*** MATERIAL FOR THE TASK ***

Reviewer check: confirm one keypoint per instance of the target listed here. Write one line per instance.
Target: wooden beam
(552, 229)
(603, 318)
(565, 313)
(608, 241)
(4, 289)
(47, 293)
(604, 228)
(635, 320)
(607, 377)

*** End of MATERIAL FOR THE TASK ***

**TASK INSTRUCTIONS**
Every line of the data should be output exactly as it was given.

**RESULT FOR THIS TASK**
Reviewer check: confirm one keypoint per instance of the target listed here. Write one line per instance.
Target: wooden beam
(552, 229)
(603, 318)
(565, 313)
(608, 241)
(4, 289)
(47, 293)
(604, 228)
(635, 320)
(607, 377)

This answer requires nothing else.